We sample training data for undirected graphs from six growth models, one scale-free static model [1921], a small-world model [22], and the Erdös-Rényi model [23]. Among the six growth models two are based on preferential attachment [24, 25], three on a duplication-mutation mechanism [16, 15], and one on purely random growth [26]. For directed graphs we similarly train on two preferential attachment models [18], two static models [17, 27, 20], three duplication-mutation models [13, 28], and the directed Erdös-Rényi model [23]. More detailed descriptions and source code are available on our website [14].

For the (directed) E. coli transcriptional network and the (directed) C. elegans neuronal network we sample training data for all directed models; for the (undirected) S. cerevisiae protein interaction network we sample data for all undirected models. The set of undirected models includes two symmetrized versions of originally directed models [17, 28]. One should note that properties of a directed model can differ significantly from its symmetrized version. In general, the more network classes allowed, the more completetely word space is explored, and therefore the more specific the classification can be.

In order to classify real data, we sample training examples of the given models with a fixed total number of nodes N0, and allow a small interval I M of 1–2% around the total number of edges M0 of the considered real data set. All additional model parameters are sampled uniformly over a given range (which is specified by the model's authors in most cases, and can otherwise be given reasonable bounds). Such a generated graph is accepted if the number of edges M falls within the specified interval I M around M0, thereby creating a distribution of graphs associated with each model which should best describe the real data set with given N0 and M0.

Some of the models can be described as a generalization of another model. Although a generalized model can overlap with a specific one in its support, word space is sufficiently high-dimensional that such confusing realizations are practically impossible. To build intuition, consider that the Erdös model itself includes all possible network topologies. Nonetheless there is extremely low test loss with any other models, indicating that it still defines a particular volume in this high-dimensional space. Similarly, very few real networks have non-negligible prediction scores for being classified as Erdös networks.


The input space used for classifying graphs was introduced in our earlier work [6] as a technique for finding statistically significant features and subgraphs in naturally occurring biological and technological networks. Given the adjacency matrix A representing a graph (i.e., A ij = 1 iff there exists an edge from j to i), multiplications of the matrix count the number of walks from one node to another (i.e., [An] ij is the number of unique walks from j to i in n steps). Note that the adjacency matrix of an undirected graph is symmetric. The topological structure of a network is characterized by the number of open and closed walks of given length. Those can be found by calculating the diagonal or non-diagonal components of the matrix, respectively. For this we define the projection operation D such that

[D(A)] ij = A ij δ ij     (1)

and its complement U = I - D. (Note that we do not use Einstein's summation convention. Indices i and j are not summed over.) We define the primitive alphabet {A; T, U, D} as the adjacency matrix A and the operations T, U, D with the transpose operation T(M) ≡ MT, for any matrix M . T(A) and A distinguish walks "up" the graph from walks "down" the graph. From the letters of this alphabet we can construct words (a series of operations) of arbitrary length. A number of redundancies and trivial cases can be eliminated (for example, the projection operations satisfy DU = UD = 0) leading to the operational alphabet {A, AT, AU, AD, AUT}. The resulting word is a matrix representing a set of possible walks, which can be enumerated. An example is shown in Figure 6.

#### Task requirements:
**a.** In the excerpt on classifying network models, how large an interval is allowed around the total number of edges of the real data set when sampling training examples?
**b.** Continue the excerpt on classifying network models from the point where it ends.
The records have no connection to the excerpt on classifying network models.

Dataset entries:
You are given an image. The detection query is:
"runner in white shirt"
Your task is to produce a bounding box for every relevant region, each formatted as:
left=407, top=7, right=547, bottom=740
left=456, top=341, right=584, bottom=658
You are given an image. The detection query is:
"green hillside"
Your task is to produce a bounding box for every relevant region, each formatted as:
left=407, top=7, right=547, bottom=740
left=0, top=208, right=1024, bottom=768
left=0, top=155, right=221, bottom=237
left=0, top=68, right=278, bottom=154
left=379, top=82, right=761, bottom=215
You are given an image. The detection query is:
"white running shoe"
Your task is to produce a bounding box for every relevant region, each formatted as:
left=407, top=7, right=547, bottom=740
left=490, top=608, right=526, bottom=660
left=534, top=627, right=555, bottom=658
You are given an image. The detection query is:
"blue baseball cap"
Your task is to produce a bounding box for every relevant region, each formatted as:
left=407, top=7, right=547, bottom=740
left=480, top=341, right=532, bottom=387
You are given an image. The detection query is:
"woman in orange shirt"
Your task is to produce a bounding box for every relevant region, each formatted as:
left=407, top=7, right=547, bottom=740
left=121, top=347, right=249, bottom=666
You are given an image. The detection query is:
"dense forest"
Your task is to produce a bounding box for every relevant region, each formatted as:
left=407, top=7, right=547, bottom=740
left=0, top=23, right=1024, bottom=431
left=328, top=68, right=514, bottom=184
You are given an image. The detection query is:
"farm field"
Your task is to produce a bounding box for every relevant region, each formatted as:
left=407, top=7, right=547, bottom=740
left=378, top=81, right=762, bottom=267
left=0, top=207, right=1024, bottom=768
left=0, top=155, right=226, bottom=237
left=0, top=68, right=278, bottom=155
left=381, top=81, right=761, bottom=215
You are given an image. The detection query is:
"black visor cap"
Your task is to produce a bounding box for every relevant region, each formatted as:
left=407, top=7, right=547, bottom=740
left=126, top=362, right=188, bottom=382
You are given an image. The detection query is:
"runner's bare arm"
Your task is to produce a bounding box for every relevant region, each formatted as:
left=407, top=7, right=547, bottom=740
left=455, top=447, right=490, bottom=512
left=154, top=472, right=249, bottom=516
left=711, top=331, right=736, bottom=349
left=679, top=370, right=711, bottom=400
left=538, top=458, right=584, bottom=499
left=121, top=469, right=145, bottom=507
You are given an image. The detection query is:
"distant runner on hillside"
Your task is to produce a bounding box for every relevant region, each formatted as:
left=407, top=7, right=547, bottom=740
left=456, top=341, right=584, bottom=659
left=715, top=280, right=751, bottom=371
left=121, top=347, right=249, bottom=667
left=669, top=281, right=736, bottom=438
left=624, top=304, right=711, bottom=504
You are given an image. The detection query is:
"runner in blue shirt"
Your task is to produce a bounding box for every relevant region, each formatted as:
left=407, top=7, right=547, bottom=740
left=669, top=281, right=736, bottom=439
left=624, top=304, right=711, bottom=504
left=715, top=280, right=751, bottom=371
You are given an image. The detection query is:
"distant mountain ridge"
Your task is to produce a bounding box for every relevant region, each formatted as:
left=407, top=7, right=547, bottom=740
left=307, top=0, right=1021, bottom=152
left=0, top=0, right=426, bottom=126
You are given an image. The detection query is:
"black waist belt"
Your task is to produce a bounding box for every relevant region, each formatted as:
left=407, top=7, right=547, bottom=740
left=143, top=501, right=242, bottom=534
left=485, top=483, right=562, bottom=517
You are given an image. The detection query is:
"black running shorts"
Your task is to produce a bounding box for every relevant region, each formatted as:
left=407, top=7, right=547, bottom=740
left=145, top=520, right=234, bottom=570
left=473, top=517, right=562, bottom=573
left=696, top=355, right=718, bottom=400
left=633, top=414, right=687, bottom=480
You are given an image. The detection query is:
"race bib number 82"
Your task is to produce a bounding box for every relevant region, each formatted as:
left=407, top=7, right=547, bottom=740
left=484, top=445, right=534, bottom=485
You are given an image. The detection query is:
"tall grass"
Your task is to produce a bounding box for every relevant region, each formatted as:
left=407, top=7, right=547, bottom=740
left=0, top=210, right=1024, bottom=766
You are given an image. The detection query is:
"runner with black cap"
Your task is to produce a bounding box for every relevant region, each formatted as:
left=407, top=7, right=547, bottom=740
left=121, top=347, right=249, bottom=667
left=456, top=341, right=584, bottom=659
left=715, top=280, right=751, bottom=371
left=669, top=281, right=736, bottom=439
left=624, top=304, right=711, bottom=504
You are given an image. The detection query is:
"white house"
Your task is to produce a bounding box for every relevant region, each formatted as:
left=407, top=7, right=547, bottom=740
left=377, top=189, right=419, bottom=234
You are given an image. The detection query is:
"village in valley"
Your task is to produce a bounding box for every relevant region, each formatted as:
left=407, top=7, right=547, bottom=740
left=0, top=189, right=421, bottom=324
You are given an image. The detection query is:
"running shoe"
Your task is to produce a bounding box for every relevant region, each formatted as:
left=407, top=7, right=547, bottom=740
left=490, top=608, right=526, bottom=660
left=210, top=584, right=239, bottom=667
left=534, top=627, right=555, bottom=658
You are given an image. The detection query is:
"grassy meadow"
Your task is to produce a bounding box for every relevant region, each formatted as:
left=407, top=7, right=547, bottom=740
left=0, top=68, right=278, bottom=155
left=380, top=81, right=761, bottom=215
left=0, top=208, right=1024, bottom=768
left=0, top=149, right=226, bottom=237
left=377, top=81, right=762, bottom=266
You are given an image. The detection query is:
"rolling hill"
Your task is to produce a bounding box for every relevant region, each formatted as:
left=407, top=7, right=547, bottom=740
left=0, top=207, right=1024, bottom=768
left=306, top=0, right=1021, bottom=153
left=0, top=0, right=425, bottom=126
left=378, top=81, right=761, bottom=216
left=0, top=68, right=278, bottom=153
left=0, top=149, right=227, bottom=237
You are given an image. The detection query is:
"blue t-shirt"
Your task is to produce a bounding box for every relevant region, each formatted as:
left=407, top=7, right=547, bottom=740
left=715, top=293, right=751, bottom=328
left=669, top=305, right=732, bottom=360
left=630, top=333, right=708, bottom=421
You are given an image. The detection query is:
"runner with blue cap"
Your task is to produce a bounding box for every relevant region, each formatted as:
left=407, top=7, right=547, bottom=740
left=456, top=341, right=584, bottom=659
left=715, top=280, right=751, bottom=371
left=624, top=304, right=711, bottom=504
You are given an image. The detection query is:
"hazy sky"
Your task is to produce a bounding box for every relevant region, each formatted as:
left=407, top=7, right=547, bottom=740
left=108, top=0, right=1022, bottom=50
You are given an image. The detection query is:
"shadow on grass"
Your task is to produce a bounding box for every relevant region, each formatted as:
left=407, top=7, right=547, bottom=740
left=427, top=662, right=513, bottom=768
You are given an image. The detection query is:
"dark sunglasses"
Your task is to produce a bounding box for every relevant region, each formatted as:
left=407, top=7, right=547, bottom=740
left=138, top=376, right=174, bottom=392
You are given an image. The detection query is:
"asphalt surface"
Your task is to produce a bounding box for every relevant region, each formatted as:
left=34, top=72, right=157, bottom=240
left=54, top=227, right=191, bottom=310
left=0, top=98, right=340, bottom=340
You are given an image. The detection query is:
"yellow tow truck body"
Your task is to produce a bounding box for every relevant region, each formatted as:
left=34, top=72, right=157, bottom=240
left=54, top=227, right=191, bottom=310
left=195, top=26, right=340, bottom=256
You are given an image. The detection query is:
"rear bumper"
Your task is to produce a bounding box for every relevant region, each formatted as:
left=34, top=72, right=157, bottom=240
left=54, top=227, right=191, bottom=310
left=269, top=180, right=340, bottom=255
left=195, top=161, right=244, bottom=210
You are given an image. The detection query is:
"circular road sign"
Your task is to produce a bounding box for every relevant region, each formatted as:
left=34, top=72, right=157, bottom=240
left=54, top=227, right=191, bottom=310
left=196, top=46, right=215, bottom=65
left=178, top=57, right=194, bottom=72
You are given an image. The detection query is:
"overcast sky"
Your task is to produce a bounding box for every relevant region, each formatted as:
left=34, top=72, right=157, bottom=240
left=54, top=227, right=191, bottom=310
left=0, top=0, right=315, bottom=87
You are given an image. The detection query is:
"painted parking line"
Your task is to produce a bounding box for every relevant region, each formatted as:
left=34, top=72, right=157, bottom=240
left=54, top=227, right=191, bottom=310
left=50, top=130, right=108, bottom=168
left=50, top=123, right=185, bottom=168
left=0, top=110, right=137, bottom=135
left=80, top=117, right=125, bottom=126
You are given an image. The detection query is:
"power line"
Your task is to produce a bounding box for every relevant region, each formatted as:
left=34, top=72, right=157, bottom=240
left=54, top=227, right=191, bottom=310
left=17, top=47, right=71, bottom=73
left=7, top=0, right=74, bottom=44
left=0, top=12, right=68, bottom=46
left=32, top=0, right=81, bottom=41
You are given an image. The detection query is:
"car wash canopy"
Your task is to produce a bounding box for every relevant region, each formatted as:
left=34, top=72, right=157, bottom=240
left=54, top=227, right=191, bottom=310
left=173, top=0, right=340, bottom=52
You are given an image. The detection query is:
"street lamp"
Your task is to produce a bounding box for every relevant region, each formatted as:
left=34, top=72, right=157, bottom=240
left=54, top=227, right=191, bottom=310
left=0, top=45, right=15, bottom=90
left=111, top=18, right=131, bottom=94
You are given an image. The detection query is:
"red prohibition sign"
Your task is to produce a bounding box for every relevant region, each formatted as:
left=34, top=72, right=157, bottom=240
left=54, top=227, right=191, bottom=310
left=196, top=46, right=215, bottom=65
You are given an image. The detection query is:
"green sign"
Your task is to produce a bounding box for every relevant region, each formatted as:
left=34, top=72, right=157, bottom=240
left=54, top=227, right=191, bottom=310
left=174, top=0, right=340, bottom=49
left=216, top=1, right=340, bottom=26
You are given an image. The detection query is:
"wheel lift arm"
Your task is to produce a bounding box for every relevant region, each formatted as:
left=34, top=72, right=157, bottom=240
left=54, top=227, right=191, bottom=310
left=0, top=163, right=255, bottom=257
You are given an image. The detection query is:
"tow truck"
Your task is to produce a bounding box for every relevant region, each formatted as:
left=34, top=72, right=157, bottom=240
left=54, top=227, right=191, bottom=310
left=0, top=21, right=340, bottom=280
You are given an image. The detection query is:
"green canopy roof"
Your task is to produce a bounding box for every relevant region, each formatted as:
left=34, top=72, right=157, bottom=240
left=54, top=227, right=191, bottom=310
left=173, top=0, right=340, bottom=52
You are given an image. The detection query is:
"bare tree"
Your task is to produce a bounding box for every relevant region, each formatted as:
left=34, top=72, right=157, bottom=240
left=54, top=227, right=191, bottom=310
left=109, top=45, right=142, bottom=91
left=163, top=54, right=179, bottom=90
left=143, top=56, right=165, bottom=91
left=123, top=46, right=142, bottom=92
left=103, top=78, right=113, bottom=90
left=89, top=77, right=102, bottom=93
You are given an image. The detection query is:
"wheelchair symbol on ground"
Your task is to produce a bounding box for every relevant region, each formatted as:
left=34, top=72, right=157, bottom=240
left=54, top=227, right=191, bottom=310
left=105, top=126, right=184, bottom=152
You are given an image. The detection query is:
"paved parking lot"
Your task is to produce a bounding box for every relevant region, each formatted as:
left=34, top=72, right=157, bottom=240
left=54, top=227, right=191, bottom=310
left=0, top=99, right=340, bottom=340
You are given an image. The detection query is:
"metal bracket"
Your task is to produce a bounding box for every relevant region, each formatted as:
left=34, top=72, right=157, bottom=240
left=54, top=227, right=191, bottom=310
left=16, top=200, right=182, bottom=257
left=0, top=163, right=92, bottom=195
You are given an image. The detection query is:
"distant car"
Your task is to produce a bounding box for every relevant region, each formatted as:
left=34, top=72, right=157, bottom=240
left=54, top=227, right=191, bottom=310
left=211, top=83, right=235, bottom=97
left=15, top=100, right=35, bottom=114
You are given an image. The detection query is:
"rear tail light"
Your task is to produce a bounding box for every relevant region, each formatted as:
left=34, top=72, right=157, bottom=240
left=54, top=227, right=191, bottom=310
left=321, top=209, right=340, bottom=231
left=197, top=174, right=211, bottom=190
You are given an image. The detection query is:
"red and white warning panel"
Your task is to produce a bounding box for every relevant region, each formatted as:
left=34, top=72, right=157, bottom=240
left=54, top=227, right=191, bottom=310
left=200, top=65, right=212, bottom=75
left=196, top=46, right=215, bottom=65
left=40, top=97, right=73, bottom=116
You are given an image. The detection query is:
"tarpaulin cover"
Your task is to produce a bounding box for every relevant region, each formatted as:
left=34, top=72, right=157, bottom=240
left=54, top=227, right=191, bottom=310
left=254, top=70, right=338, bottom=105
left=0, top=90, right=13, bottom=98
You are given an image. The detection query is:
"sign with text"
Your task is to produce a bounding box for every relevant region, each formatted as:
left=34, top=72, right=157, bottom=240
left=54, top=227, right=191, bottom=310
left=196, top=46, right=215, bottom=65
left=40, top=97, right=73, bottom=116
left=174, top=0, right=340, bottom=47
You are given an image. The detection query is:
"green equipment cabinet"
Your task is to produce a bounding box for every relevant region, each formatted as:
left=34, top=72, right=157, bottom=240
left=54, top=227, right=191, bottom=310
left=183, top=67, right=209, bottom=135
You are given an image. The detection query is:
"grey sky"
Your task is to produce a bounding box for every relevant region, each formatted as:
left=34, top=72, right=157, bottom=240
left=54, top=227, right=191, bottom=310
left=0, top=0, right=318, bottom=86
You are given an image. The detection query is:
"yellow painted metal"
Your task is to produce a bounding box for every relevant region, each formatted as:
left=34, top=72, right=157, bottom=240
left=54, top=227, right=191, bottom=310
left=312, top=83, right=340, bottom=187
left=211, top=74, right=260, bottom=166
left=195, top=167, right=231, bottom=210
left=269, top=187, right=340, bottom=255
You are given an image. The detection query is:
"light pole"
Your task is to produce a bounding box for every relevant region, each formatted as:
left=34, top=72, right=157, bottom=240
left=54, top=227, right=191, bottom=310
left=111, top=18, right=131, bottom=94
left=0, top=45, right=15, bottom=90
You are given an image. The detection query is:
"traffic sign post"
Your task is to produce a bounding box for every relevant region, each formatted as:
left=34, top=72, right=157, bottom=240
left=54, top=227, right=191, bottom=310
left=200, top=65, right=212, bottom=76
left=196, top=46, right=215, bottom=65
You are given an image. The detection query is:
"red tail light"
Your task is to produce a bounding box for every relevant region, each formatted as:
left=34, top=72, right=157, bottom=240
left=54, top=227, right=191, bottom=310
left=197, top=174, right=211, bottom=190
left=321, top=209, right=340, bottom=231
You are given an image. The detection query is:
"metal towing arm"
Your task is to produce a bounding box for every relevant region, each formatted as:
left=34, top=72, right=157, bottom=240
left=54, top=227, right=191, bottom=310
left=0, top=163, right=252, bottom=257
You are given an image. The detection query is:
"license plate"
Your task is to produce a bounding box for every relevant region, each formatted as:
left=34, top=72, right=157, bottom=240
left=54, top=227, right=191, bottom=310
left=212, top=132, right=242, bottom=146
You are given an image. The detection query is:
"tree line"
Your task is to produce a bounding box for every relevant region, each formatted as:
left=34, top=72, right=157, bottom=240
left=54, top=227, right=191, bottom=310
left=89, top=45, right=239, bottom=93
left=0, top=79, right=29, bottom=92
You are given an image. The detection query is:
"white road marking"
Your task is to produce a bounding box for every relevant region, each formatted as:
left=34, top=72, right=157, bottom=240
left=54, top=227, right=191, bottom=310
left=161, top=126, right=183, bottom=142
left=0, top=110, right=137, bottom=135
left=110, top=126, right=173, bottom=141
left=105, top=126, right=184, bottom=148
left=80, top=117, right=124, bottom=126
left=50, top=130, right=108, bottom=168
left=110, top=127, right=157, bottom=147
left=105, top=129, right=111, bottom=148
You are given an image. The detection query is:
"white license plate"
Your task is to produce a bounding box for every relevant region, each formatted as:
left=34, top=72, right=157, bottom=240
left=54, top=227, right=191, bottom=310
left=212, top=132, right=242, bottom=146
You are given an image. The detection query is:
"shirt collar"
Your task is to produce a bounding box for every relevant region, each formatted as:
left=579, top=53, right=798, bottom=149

#### Task responses:
**a.** An interval of 1–2% around M0.

**b.**
Each word determines two relevant statistics of the network: the number of distinct walks and the number of distinct pairs of endpoints. These two statistics are determined by either summing the entries of the matrix (sum) or counting the number of nonzero elements (nnz) of the matrix, respectively. Thus the two operations sum and nnz map words to integers. This allows us to plot any graph in a high-dimensional data space: the coordinates are the integers resulting from these path-based functionals of the graph's adjacency matrix.

The coordinates of the infinite-dimensional data space are given by integer-valued functionals

F(L1L2...L n A)     (2)

where each L i is a letter of the operational alphabet and F is an operator from the set {sum, sumD, sumU, nnz, nnz D, nnz U}. We found it necessary only to evaluate words with n ≤ 4 (counting all walks up to length 5) to construct low test-loss classifiers. Therefore, our word space is a 6 = 4680-dimensional vector space, but since the words are not linearly independent (e.g., sumU + sumD = sum), the dimensionality of the manifold explored is actually much smaller. However, we continue to use the full data space since a particular word, though it may be expressed as a linear combination of other words, may be a better discriminator than any of its summands.

In [6], we discuss several possible interpretations of words, motivated by algorithms for finding subgraphs. Previously studied metrics can sometimes be interpreted in the context of words. For example, the transitivity of a network can be defined as 3 times the number of 3-cycles divided by the number of pairs of edges that are incident on a common vertex. For a loopless graph (without self-interactions), this can also be calculated as a simple expression in word space: sum(D A A A)/sum(U AA). Note that this expression of transitivity as the quotient of two words implies separation in two dimensions rather than in one. However, there are limitations to word space. For example, a similar measure, the clustering coefficient, defined as the average over all vertices of the number of 3-cycles containing the vertex divided by the number of paths of length two centered at that vertex, cannot be easily expressed in word space because vertices must be considered individually to compute this quantity. Of course, the utility of word space is not that it encompasses previously studied metrics, but that it can elucidate new metrics in an unbiased, systematic way.


A standard classification algorithm which has been used with great success in myriad fields is the support vector machine, or SVM [29]. This technique constructs a hyperplane in a high-dimensional feature space separating two classes from each other. Linear kernels are used for the analysis presented here; extensions to appropriate nonlinear kernels are possible.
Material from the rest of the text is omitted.